Natural language region descriptions:
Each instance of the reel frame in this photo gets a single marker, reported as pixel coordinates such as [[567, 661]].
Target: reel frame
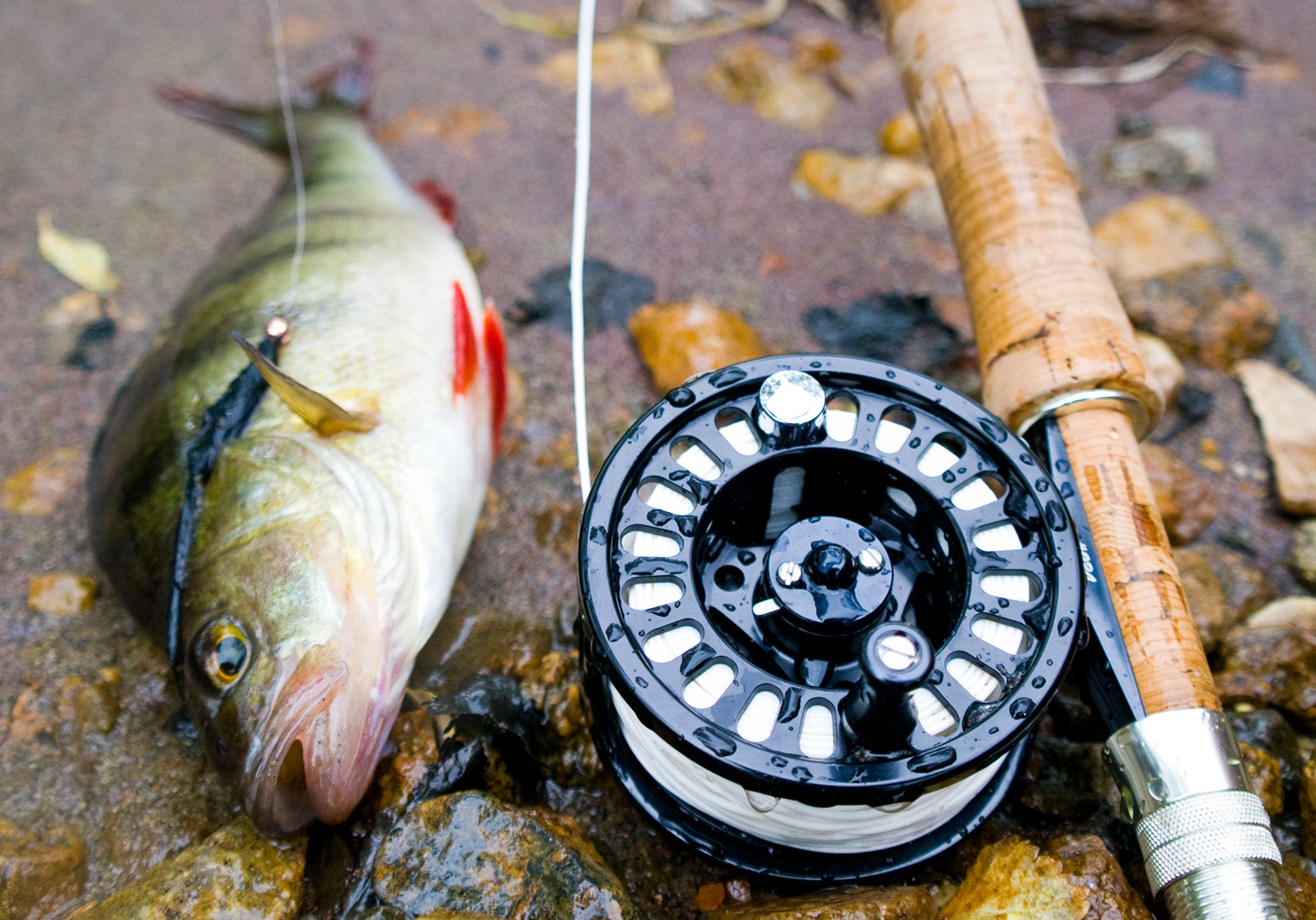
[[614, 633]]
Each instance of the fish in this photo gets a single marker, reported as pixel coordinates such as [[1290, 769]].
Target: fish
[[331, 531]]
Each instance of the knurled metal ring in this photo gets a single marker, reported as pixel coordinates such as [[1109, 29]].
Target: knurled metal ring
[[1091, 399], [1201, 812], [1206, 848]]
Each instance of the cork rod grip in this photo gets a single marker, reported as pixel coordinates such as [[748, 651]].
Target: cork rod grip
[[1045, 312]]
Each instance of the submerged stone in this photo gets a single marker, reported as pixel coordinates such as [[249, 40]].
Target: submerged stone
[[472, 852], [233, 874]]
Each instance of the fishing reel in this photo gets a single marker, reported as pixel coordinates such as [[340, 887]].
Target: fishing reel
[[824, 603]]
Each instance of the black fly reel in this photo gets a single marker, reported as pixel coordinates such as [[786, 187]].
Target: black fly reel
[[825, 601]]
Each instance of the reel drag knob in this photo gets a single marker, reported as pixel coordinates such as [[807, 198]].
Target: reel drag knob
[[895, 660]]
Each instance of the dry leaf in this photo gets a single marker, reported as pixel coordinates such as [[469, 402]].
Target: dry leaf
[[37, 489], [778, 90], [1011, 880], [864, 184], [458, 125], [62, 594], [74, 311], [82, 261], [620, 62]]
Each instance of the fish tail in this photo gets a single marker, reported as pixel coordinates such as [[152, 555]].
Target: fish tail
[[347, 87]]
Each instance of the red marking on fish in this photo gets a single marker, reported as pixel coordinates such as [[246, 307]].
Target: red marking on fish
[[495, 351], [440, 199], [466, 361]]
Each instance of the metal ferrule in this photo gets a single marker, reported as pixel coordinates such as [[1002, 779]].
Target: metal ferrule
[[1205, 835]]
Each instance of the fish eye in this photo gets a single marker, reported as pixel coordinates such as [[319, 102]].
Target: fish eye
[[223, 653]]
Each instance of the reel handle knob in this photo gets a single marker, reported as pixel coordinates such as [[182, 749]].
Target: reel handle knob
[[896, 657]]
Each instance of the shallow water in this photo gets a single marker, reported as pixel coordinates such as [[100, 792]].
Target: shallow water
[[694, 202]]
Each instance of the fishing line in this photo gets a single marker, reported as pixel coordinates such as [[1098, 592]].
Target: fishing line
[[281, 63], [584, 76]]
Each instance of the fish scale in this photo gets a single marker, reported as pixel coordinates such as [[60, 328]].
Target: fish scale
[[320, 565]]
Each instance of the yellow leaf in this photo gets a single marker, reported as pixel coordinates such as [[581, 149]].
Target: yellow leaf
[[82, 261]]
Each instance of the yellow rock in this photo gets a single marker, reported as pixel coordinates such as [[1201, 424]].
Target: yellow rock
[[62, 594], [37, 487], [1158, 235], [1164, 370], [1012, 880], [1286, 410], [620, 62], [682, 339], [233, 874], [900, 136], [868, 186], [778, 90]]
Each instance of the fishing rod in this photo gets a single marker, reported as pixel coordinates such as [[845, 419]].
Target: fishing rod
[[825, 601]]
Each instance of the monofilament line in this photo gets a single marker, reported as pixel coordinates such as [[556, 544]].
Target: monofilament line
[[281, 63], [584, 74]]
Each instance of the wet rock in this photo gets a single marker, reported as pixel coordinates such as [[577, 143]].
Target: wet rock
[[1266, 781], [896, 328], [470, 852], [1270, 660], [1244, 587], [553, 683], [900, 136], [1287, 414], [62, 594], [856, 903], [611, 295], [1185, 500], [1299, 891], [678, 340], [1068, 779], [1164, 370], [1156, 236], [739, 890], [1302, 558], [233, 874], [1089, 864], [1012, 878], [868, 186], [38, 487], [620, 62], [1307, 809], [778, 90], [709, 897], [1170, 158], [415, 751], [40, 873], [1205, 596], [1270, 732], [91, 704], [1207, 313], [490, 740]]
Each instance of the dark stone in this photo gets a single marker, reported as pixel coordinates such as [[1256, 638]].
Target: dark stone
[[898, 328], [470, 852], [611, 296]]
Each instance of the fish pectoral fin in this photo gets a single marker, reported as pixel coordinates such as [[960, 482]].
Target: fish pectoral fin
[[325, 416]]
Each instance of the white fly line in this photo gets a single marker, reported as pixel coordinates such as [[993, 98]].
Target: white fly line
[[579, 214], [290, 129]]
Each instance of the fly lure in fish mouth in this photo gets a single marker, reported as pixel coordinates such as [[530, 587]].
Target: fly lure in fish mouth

**Task item:** What lines in the entries above hold "lure"? Copy every one.

**Written reply:**
Each instance of the fly lure in fish mouth in this photo gets a single marker, reported as pixel coordinates such as [[530, 587]].
Target: fly lure in fish mouth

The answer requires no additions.